Exercise description:
What is needed is an exact copy of all the lines below.

[Stored dataset items]
- Opening Delimiter -

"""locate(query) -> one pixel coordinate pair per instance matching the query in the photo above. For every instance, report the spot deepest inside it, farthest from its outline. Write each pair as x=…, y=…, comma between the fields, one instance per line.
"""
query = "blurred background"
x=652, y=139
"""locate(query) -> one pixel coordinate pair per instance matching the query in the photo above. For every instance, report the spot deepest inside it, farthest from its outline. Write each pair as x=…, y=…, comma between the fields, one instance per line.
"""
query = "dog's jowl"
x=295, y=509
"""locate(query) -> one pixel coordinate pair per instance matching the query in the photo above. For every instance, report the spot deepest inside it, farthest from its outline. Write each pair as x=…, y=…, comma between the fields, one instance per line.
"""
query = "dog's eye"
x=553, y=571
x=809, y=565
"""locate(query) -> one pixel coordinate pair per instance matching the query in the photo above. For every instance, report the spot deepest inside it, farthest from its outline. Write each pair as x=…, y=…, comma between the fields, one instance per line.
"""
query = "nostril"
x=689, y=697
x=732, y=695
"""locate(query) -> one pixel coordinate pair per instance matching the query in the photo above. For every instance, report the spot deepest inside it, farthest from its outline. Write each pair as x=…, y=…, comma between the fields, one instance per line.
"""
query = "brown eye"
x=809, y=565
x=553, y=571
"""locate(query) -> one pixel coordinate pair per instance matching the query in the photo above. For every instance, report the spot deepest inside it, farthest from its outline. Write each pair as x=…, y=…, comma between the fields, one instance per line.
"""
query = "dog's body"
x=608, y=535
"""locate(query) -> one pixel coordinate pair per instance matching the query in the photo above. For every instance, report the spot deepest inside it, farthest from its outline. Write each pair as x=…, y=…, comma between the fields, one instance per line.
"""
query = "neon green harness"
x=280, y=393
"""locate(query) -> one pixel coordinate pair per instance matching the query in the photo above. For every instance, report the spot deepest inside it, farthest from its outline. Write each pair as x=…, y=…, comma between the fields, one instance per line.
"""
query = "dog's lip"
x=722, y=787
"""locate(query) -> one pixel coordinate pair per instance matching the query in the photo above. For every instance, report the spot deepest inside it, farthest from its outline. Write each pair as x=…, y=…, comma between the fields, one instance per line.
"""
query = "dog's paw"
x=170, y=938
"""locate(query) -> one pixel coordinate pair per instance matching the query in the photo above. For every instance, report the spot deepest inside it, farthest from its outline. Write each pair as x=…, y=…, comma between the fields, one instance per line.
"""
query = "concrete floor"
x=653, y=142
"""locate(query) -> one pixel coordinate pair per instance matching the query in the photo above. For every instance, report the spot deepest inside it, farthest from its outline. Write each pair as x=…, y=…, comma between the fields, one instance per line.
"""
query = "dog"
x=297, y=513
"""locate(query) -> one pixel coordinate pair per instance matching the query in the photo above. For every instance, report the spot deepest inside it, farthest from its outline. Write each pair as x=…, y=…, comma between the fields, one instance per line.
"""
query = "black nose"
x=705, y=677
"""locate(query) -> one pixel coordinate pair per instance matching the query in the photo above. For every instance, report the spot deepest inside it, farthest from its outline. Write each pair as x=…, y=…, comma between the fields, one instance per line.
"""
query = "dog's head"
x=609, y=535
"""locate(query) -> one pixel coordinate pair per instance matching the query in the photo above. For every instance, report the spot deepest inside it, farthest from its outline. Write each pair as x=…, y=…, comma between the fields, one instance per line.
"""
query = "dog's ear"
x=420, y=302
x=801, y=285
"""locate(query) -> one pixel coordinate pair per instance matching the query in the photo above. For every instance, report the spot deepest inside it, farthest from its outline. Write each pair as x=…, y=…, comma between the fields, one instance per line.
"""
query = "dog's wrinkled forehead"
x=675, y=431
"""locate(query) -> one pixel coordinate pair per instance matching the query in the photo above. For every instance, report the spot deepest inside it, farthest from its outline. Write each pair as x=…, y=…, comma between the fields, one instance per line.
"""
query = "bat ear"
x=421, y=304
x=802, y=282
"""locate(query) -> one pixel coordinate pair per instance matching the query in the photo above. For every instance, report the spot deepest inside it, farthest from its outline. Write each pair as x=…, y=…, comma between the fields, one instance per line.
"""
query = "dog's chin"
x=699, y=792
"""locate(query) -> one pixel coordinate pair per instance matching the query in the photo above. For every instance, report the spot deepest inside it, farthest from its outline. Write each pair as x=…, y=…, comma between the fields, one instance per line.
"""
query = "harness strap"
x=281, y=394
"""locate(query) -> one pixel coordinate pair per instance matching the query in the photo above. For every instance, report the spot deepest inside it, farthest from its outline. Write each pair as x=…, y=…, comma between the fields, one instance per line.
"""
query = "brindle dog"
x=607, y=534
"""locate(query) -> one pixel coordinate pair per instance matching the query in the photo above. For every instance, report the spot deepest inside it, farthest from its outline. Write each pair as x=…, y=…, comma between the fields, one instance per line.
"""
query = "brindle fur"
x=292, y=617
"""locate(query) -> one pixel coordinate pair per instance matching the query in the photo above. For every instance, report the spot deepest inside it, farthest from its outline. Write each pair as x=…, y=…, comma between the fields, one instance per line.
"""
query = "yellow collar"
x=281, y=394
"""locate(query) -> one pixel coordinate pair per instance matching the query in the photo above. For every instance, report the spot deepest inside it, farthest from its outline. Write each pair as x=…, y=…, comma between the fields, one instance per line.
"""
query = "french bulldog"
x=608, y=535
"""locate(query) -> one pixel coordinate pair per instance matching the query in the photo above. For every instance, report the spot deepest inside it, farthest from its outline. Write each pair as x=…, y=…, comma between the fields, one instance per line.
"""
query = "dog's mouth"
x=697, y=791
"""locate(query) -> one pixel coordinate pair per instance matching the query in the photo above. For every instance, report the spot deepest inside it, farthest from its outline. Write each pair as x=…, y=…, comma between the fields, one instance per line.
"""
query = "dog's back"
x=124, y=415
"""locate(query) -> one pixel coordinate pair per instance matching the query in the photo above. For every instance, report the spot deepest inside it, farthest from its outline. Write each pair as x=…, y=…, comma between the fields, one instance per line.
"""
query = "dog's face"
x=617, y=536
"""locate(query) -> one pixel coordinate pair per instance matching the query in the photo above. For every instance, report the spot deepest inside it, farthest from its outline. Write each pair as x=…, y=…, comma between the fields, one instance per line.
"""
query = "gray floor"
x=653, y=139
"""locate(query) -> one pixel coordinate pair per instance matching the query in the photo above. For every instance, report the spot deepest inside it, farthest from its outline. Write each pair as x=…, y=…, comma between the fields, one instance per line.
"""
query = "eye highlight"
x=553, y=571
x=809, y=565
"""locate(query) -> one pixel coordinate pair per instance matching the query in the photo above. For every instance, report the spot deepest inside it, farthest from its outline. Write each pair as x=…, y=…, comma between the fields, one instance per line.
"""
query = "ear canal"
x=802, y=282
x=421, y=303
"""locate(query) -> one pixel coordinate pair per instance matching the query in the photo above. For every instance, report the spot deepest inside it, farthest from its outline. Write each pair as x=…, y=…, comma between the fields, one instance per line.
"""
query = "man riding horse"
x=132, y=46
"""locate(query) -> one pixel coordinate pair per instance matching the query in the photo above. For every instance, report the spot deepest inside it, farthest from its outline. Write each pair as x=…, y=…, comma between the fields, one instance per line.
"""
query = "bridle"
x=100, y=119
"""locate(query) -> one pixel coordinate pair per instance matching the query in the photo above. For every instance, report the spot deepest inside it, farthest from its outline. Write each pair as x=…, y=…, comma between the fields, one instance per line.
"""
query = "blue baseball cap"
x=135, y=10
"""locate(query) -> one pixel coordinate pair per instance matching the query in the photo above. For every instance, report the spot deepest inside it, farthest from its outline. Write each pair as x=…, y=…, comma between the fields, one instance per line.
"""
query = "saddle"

- Closing Delimiter -

Solution:
"""locate(query) -> one pixel coordinate pair per instance matching the query in the photo above. For every instance, report the spot deepest inside it, farthest from its outline. Write each pair as x=…, y=…, comma between the fields, one instance per line.
"""
query = "blurred background"
x=652, y=139
"""locate(query) -> one pixel coordinate pair per instance matching the query in the photo above. For every instance, report the spot deepest inside it, farthest from its outline. Write each pair as x=…, y=…, comma between the fields, one instance per line.
"""
query = "dog's jowl"
x=295, y=509
"""locate(query) -> one pixel coordinate pair per instance matching the query in the photo above. For every instance, report the spot deepest inside it, farthest from its outline. Write each pair as x=…, y=…, comma between the fields, one instance per line.
"""
query = "dog's eye"
x=553, y=571
x=809, y=565
"""locate(query) -> one pixel coordinate pair per instance matching the query in the photo above. For every instance, report the spot deepest inside it, farthest from its outline. Write each pair as x=…, y=…, comma between the fields, one instance per line.
"""
query = "nostril"
x=689, y=697
x=732, y=695
"""locate(query) -> one pixel coordinate pair per instance matching the query in the photo above. For every instance, report the spot deepest inside it, farthest from its outline. Write each pair as x=…, y=…, comma between the fields, one instance per line.
"""
query = "brown eye"
x=809, y=565
x=553, y=571
"""locate(query) -> one pixel coordinate pair per instance matching the query in the photo above. For every instance, report the spot deepest inside it, farthest from its outline. Write each pair as x=…, y=…, comma between the fields, one instance per line.
"""
query = "dog's body"
x=608, y=535
"""locate(query) -> one pixel coordinate pair per instance matching the query in the photo above. For every instance, report the spot deepest inside it, farthest from its outline. Write each pair as x=…, y=…, comma between the fields, one instance per line.
"""
query = "neon green harness"
x=280, y=393
"""locate(query) -> one pixel coordinate pair per instance matching the query in the photo above. For every instance, report the spot deepest inside it, farthest from its outline. Write each pair as x=…, y=…, comma between the fields, one instance per line.
"""
query = "dog's lip"
x=722, y=787
"""locate(query) -> one pixel coordinate pair per instance matching the query in the photo above. For every instance, report the spot deepest inside it, farthest from its outline. Write each pair as x=…, y=…, comma between the fields, one instance per line.
"""
query = "dog's paw"
x=170, y=938
"""locate(query) -> one pixel coordinate pair per instance matching the query in the photo above. For every instance, report the spot deepest inside it, farthest from its outline. Write each pair as x=…, y=…, comma between the fields, one instance per line.
"""
query = "concrete floor"
x=653, y=142
"""locate(query) -> one pixel coordinate pair per instance matching the query in the photo above. For every instance, report the spot deepest inside it, farthest from its outline. Write each pair as x=…, y=…, comma between the fields, one instance per line.
"""
query = "dog"
x=297, y=513
"""locate(query) -> one pixel coordinate pair per instance matching the query in the photo above. For every instance, report the spot deepest inside it, farthest from its outline. Write each pair as x=…, y=…, comma between the fields, one instance per line.
"""
query = "black nose"
x=705, y=677
"""locate(query) -> one pixel coordinate pair per instance matching the query in the photo above. For every instance, report the spot deepest inside it, farthest from its outline. Write each pair as x=…, y=…, comma between the fields, one instance per line.
"""
query = "dog's head"
x=609, y=535
"""locate(query) -> one pixel coordinate pair per instance matching the query in the photo above. For every instance, report the spot deepest inside it, farthest from its outline. Write each pair as x=…, y=…, comma between the fields, one instance per line.
"""
query = "dog's ear"
x=420, y=302
x=801, y=285
"""locate(query) -> one pixel coordinate pair per instance matching the query in the photo above. For every instance, report the spot deepest inside it, farthest from its outline. Write each pair as x=…, y=…, comma between the fields, one instance per line.
"""
query = "dog's wrinkled forehead"
x=675, y=431
"""locate(query) -> one pixel coordinate pair per instance matching the query in the photo above. For every instance, report the spot deepest inside it, farthest from its outline. Write each pair as x=…, y=…, comma between the fields, one instance per line.
"""
query = "bat ear"
x=421, y=304
x=802, y=282
"""locate(query) -> one pixel coordinate pair per instance matching the query in the photo above. For every instance, report the spot deepest inside it, farthest from its outline. Write each pair as x=…, y=…, comma between the fields, one instance per line.
"""
query = "dog's chin"
x=699, y=792
"""locate(query) -> one pixel coordinate pair per instance matching the query in the photo above. For every instance, report the spot deepest inside it, farthest from its outline. Write each pair as x=…, y=…, comma between the fields, one instance per line.
"""
query = "harness strap"
x=281, y=394
"""locate(query) -> one pixel coordinate pair per instance matching the query in the photo above. For every instance, report the spot deepest inside it, farthest from its outline. Write each pair as x=…, y=…, comma between the fields, one instance per line.
"""
query = "brindle dog"
x=607, y=534
"""locate(query) -> one pixel coordinate pair per instance matching the query in the photo above. For every instance, report the spot deepest inside it, farthest from its outline. Write each pair as x=…, y=…, comma between the fields, one instance per line.
"""
query = "brindle fur"
x=292, y=617
"""locate(query) -> one pixel coordinate pair per instance matching the query in the photo above. For every instance, report the spot deepest inside it, farthest from its outline. Write each pair as x=…, y=…, comma between the fields, one instance per line.
"""
query = "yellow collar"
x=281, y=394
"""locate(query) -> one pixel coordinate pair per instance matching the query in the photo above. For every instance, report the spot deepest inside it, farthest from its outline. Write each pair as x=…, y=…, comma between the fields, one instance per line.
"""
query = "french bulldog"
x=608, y=535
"""locate(query) -> one pixel coordinate pair per instance matching the query in the photo above. For every instance, report the spot deepest inside it, farthest from its outline. Write each pair as x=…, y=…, comma between the fields, one instance per line.
"""
query = "dog's mouth"
x=697, y=791
"""locate(query) -> one pixel coordinate pair per instance matching the query in the photo above. For every instance, report the spot deepest inside it, farthest from its outline. Write each pair as x=…, y=…, comma between the fields, one instance per line.
"""
query = "dog's back"
x=124, y=415
"""locate(query) -> one pixel coordinate pair per instance matching the query in the photo above. For every instance, report the spot deepest inside it, farthest from its outline. Write each pair as x=…, y=…, comma between the fields, one instance per line.
"""
query = "dog's face"
x=617, y=536
"""locate(query) -> one pixel coordinate pair per instance matching the query in the photo above. For every instance, report the spot deepest inside it, farthest from its outline. Write each pair as x=…, y=…, comma between the fields, one instance per line.
"""
query = "gray floor"
x=653, y=139
"""locate(query) -> one pixel coordinate pair per instance matching the query in the photo above. For every instance, report the spot deepest inside it, farthest from its outline. Write each pair as x=…, y=…, comma between the fields, one instance per line.
"""
query = "eye highlight"
x=553, y=571
x=809, y=565
"""locate(query) -> one pixel coordinate pair per instance matching the query in the photo above. For every instance, report the spot deepest inside it, farthest from its outline. Write each pair as x=…, y=…, comma between the fields, one instance per line.
"""
query = "ear canal"
x=802, y=282
x=421, y=303
"""locate(query) -> one pixel coordinate pair per instance matching the query in the photo above. For every instance, report the spot deepest inside it, farthest from its outline. Write each pair as x=…, y=…, comma between the fields, one instance per line.
"""
query = "man riding horse"
x=132, y=46
"""locate(query) -> one pixel coordinate pair per instance matching the query in the photo above. For every instance, report the spot deepest inside it, farthest from its outline. Write each pair as x=…, y=…, comma between the fields, one instance per line.
"""
query = "bridle"
x=100, y=119
"""locate(query) -> one pixel coordinate pair per instance matching the query in the photo above. For every instance, report the spot deepest inside it, farthest from its outline. Write each pair as x=…, y=…, comma between the fields, one instance per line.
"""
query = "blue baseball cap"
x=135, y=10
"""locate(query) -> one pixel coordinate pair per instance matching the query in the photo above. For every instance, report the spot deepest inside it, farthest from its outline. Write each pair as x=…, y=…, comma between the fields, one instance per line.
"""
query = "saddle"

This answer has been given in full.